**Given exercise:** Swap "marker" for "dot" in the rows from the start through the line with "point(50, 82)", and give those lines back with nothing else changed. Leave the pictures out.

**Records:**
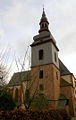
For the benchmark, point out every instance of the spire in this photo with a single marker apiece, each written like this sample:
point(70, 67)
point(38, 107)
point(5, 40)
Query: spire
point(43, 22)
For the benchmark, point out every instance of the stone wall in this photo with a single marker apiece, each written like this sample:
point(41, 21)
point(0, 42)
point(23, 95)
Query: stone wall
point(50, 82)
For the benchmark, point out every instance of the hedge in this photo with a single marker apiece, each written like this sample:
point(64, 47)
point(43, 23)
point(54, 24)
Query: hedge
point(20, 114)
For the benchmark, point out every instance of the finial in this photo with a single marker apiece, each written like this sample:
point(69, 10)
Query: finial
point(43, 7)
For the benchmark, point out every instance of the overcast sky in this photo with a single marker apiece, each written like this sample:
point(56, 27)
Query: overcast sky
point(19, 22)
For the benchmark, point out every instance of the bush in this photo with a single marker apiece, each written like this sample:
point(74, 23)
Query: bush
point(6, 101)
point(20, 114)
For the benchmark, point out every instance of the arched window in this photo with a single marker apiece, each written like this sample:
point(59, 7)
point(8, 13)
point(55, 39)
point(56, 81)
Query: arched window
point(16, 95)
point(40, 54)
point(42, 25)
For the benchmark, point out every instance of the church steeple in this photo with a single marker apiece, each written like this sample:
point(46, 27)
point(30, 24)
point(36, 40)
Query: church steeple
point(43, 22)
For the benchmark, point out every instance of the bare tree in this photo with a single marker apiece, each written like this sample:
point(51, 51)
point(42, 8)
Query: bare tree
point(5, 69)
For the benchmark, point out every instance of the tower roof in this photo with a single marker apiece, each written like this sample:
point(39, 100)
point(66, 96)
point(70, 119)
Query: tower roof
point(43, 23)
point(43, 18)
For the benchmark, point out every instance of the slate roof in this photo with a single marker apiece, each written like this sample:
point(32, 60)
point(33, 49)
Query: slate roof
point(63, 69)
point(19, 77)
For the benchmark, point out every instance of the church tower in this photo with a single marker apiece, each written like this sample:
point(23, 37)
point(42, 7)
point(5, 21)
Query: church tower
point(45, 74)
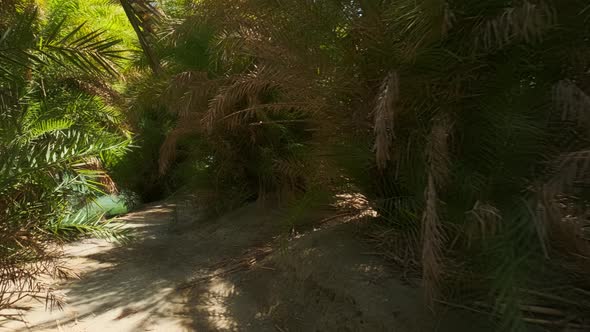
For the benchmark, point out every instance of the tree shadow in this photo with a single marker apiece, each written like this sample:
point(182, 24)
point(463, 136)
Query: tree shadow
point(135, 286)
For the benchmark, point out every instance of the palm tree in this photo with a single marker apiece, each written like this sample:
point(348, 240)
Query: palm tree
point(52, 135)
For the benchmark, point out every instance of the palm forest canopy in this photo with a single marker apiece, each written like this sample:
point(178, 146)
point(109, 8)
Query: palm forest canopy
point(465, 125)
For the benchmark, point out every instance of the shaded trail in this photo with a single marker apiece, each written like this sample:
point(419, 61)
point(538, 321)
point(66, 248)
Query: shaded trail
point(194, 277)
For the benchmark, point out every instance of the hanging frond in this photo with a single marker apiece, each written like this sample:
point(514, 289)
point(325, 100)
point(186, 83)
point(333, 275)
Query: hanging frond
point(384, 117)
point(527, 21)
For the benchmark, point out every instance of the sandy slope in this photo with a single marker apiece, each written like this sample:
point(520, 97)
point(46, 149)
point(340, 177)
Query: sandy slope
point(193, 278)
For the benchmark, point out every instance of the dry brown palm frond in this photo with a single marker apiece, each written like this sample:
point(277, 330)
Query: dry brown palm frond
point(432, 242)
point(526, 22)
point(437, 150)
point(384, 118)
point(248, 88)
point(188, 92)
point(433, 237)
point(245, 115)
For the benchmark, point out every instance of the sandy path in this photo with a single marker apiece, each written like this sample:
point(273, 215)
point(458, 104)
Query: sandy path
point(133, 287)
point(323, 281)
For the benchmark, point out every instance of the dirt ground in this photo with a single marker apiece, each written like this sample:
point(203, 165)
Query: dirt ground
point(232, 274)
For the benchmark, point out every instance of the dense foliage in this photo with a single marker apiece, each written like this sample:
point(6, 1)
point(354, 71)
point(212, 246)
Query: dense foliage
point(466, 125)
point(56, 129)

**Task response:**
For the benchmark, point out every instance of the spire in this photo with a single dot apiece, each written like this sample:
point(70, 67)
point(38, 107)
point(5, 40)
Query: spire
point(43, 22)
For the benchmark, point out every instance of the stone wall in this photo with a single dot apiece, each written like this sample:
point(41, 21)
point(0, 42)
point(23, 95)
Query: stone wall
point(50, 82)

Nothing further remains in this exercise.